EXTRACT TO READ:
....

Don’t worry, protagonist. I’m sure your ridiculously specific amnesia has nothing to do with the missing member of the royal family who is exactly your age.
Student: I want a bunny, but my dad says bunnies just die.
Me: So? You’re going to die, and he had you.
[car in front of me stops to turn, forcing me to slow down slightly]
ME: I hate you
Me: I really need to save money
Also me:
Me: I made GORP for our hike
Her: peanut m&ms and miniature marshmallows
Me: yeah, in handy single servings
Her: they’re gallon ziplock bags
I don’t want to be cremated when I die. I want my body thrown on a group of unsuspecting, cocky teens in a haunted house.
“You did it!”
“You did it!”
“You did it!”
-dog watching me fail to solve a rubiks cube
It seems I need to also make a list of all the cities I’m not going to, because every time I post my tour schedule, people ask about the cities NOT on the list.
He: That’s a handsome dog. What’s his name?
She: Roger
He: Does he bite?
She: No
He: How does he eat then?
How do I form meaningful friendships as an adult without enrolling in grad school or joining a cult?
First date idea: Couples Colonoscopies.
Karma has taught me to never laugh at a stranger being attacked by a seagull.
A toddler can do more in one unsupervised minute than most people can do all day.
My generation acts like they invented podcasts but my mom has been leaving 40min voicemails since before the internet.
My son recovered from his illness while I was filling out all the paperwork in the waiting room.
just saw Netflix went up to $19.99/month and all I gotta say is for the person who’s been letting me use theirs for the past few years…please stay strong 🙏
“I dunno, maybe you go steal an old lady’s purse, you can hold up a liquor store, & you…just sit there looking mean.”

....

EXTRACTED ENTRIES:
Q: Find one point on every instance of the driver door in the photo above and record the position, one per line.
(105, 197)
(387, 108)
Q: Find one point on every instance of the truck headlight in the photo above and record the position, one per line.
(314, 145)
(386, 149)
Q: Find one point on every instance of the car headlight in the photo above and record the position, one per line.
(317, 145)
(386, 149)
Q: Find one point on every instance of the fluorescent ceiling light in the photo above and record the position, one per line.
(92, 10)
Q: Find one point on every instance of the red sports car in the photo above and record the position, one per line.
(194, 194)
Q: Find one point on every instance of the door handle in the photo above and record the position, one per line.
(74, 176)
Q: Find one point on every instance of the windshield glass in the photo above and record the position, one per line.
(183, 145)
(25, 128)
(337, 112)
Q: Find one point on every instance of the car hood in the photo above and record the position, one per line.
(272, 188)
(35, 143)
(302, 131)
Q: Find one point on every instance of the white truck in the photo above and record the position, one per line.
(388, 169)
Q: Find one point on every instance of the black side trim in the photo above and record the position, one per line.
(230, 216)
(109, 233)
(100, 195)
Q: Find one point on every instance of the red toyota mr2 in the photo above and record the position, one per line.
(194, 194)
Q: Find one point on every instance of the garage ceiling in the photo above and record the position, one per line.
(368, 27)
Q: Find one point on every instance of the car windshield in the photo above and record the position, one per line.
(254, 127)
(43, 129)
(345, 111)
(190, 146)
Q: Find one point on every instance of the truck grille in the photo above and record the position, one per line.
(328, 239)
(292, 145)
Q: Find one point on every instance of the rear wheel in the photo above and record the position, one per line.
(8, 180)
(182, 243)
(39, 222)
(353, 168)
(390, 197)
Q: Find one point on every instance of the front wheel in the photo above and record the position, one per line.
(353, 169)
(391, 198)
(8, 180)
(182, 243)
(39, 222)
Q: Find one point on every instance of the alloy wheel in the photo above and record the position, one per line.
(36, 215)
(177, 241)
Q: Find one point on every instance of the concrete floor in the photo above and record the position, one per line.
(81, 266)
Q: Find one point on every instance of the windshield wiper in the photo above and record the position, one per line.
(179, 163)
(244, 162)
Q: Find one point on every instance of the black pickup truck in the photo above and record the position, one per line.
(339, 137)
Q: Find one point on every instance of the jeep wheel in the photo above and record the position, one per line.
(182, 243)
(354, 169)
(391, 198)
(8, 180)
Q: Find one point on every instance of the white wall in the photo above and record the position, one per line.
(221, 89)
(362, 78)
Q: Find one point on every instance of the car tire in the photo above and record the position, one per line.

....

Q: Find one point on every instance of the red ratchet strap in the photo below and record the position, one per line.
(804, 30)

....

TASK STATEMENT: Pick up the collection of jokes after its last entry and add several more in the same style. The lines above have nothing to do with the collection of jokes.

EXERCISE RESPONSE:
-Unorganized Crime
My life advice is always the same. Wait for karma, but take up kickboxing, just in case.
him: I’m so sick of you just agreeing with everything I say
me: same
How do you get the farmer’s daughter to fall in love with you?
A tractor.
[texting]
Him: What’re you doing
Me: Watching a chicken strip
H: Why don’t you just eat it
M: BECAUSE SHE’S BUSY DANCING, TODD
Why would my wife ask if I was wearing this shirt when it’s already on? Stop talking in secret code.
My friend’s girl broke up with him because she didn’t like his pet lizard.
I knew she didn’t like him from the gecko.
I miss the days of Agatha Christie when rich people only murdered each other.
My kids drop ice cubes on the floor, I dont pick them up anymore, I just wait about 30 minutes so I can lose it when I step in the water spot.
“Wife stabs husband with squirrel” was on the news.. Does anyone know how to sharpen a Squirrel?
I held my friend’s baby today and I heard my uterus whispering, “put the baby down and no one will get hurt”.